#### EXERCISE SET
a) The essay on public smoking bans predicts that no helmet law will ever cover drivers of automobiles. Explain the reason it gives.
b) According to the essay on public smoking bans, what total number of smokers does the Marinette County website give?
c) Continue the essay on public smoking bans, starting after its last sentence.

The Marinette County website states that “43,384 people live in Marinette County. Total number of smokers: 8,390” and then it asks “Why do we breathe secondhand smoke in public places for only 19% of our population?” It seems like a reasonable question at first. After all, the U.S. Surgeon General says there are no safe levels of secondhand smoke. But the premise of this statement implies that because the majority of people agree on something, the minority should bend to their will.

Should we create laws by majority rules like a game of kickball on a playground? People are stupid and easily influenced by things such as, well, propaganda. Don’t forget, at one time in the history of this country the majority of its citizens supported slavery and refused women the right to vote. The only thing you can be sure of by allowing the majority to rule is that the laws will benefit that same majority. Want me to prove it? Ask ten people if they support helmet laws for motorcyclists. If they do, ask them if they would still support the laws if it extended to people who were driving cars as well. The answer will be “no” in all cases. But doesn’t it stand to reason that wearing a helmet while driving any automobile would be safer than not wearing one?

The real truth is that the majority of people drive cars, and the majority of people don’t want to wear helmets while they do. Therefore, there will never be helmet laws to protect the drivers of automobiles, no matter the benefits to the health and safety of our citizens.

The opposing force contends that bans on smoking in all public areas would create a better society for all of us. Smokers would ultimately smoke less (which is better for them), and non-smokers wouldn’t have their health constantly jeopardized by the million-bezillion cancer-causing chemicals in ETS. But if the only criteria for creating laws is the betterment of society, I’ve got a few bills to propose.

First, no driver’s license for anyone over 65. Sure, it sucks if you’re over 65, but better for the rest of us. Second, I’ve got plans for a massive sterilization program, and the sterilizees will be determined by me. Third, I would eliminate the homeless problem by eliminating the homeless. I would supply them with massive amounts of their drug of choice. Problem solved. I would also make it illegal to serve fast food to people over 250 pounds, abolish all civil lawsuits, and inflate gas prices to $10 a gallon to solve global warming and ease traffic congestion and accidents. Finally, I would create a government health plan which would provide a quality and quantity of healthcare in direct correlation with your contribution to society and your value as a human being. It might be a “better” society, but it wouldn’t be one I’d want to live in. (Well I would, since I made the rules and all, but you wouldn’t.)

#### DATA FOR REVIEW
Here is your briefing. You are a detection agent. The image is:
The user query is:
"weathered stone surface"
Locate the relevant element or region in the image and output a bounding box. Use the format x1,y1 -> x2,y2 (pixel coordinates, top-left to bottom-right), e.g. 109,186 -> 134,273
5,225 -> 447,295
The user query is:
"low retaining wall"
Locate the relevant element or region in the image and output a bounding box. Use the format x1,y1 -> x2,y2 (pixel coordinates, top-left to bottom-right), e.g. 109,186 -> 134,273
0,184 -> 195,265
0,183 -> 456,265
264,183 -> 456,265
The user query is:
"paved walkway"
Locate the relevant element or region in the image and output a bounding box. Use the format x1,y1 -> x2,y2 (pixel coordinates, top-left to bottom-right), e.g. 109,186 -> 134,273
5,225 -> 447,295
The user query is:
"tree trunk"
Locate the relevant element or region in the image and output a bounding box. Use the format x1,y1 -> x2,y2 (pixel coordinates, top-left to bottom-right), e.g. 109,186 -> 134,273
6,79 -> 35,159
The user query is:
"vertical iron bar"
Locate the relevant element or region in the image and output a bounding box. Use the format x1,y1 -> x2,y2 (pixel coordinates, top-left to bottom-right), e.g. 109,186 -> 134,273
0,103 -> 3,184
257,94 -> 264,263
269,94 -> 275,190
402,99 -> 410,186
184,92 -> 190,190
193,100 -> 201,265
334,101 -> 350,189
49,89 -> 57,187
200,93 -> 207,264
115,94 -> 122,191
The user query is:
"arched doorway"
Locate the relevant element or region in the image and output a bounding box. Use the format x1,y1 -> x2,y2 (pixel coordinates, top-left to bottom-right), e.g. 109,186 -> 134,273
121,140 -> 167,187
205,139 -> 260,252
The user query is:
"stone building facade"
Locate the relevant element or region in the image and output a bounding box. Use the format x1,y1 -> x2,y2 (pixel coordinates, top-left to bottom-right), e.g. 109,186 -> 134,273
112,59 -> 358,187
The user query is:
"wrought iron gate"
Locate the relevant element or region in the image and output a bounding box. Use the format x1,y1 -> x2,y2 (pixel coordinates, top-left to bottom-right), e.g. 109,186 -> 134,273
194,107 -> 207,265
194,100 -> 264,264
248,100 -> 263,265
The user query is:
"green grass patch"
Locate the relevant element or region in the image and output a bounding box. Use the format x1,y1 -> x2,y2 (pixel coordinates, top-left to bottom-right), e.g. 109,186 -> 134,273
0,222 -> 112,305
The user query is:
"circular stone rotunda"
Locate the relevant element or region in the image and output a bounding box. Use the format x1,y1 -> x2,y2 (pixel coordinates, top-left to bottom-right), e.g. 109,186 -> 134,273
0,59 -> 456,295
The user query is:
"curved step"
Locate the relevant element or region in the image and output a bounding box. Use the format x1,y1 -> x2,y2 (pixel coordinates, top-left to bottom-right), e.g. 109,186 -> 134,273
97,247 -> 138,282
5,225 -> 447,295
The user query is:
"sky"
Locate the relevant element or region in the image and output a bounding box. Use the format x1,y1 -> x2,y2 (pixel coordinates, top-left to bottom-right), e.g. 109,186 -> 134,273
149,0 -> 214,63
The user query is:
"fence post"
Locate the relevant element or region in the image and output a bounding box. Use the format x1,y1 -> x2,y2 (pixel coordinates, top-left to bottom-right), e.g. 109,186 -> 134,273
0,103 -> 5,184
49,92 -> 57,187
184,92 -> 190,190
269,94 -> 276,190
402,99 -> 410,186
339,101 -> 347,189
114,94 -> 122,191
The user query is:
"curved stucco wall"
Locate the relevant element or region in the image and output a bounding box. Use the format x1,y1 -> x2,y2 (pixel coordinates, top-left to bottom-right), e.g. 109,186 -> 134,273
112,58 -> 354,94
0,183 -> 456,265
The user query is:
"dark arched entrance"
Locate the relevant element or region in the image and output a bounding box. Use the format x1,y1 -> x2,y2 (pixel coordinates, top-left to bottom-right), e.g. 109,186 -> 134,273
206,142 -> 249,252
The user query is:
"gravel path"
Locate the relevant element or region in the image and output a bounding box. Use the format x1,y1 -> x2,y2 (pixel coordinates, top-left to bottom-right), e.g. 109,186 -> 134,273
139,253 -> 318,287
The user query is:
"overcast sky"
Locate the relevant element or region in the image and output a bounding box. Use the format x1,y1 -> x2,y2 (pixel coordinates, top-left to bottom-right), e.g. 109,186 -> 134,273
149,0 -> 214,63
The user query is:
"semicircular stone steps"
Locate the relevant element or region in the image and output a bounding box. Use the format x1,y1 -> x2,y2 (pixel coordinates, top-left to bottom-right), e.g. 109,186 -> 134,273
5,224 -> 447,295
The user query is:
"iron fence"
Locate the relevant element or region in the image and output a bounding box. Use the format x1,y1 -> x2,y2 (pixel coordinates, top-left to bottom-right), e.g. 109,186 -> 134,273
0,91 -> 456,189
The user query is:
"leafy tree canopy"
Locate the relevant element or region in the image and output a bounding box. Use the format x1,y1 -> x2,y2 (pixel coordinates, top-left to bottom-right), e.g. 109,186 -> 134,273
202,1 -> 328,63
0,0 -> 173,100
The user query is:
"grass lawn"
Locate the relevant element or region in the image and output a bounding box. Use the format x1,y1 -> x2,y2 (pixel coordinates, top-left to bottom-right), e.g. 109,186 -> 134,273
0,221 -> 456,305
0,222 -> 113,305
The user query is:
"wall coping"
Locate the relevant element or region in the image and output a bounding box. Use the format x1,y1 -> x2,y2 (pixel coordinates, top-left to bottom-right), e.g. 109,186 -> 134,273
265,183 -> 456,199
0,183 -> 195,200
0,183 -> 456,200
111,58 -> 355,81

#### RESULTS IN ORDER
a) The essay says that most people drive cars and most of them don't want to wear helmets while driving. Because laws made by majority rule benefit the majority, it argues that helmet laws for car drivers will never be passed, whatever the health and safety benefits.

b) 8,390

c)
Smokers should have taken a page from the NRA handbook years ago. Does anyone in the NRA really care if guns that can shoot down commercial airliners are legal? Not really. But the brilliance of their strategy is that while we spend the next twenty years trying to get them to budge just a little bit on Uzis and AK-47s, they’re never going to even have a conversation about the legality of hunting rifles and handguns. Smokers gave up too easily, first agreeing not to smoke in offices and public buildings, then airplanes and non-smoking hotel rooms and restaurant sections. I’m sure they never, in their wildest dreams, imagined that one day they might not be allowed to smoke on their own balconies! But here we are, defending smokers against the absurd.

The problem with giving the majority the right to start eliminating freedoms is that eventually they’re going to get around to eliminating the ones you care about. The men who founded this country gave us the unalienable rights to life, liberty and the pursuit of happiness, but nowhere in the constitution are we guaranteed the right to never be inconvenienced or annoyed or even offended. Whether we like it or not, there is a way things should be, and a way things are. It would be nice if people would exercise their freedom in a way that was considerate of others, but since we live in the real world and not the land of make believe you shouldn’t hold your breath; unless you’re outdoors in Calabasas, where the second hand smoke waits patiently to get in your lungs.